--- BEGIN Records provided ---
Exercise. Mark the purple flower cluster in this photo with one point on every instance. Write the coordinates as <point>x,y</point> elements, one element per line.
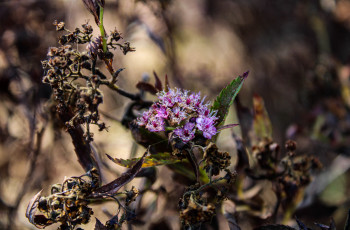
--- END Records provided ---
--- BEGIN Records provided ---
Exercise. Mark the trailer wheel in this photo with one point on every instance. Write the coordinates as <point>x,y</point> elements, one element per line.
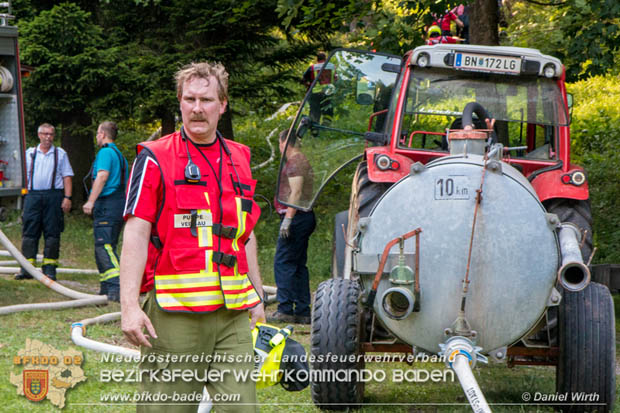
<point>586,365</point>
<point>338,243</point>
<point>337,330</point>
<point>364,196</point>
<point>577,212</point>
--- END Records provided ---
Exercise objective: Edit the data from the line that contains "Exercise. Mark the trailer" to the line that contains "<point>577,212</point>", replacing "photo" with "image" and leaving everything else unchanged. Leave the pictures out of your answer.

Result:
Exercise. Mark the trailer wheel in this image with one point on every instance. Write the coordinates as <point>x,y</point> elements, one element per line.
<point>586,365</point>
<point>338,243</point>
<point>337,330</point>
<point>364,196</point>
<point>577,212</point>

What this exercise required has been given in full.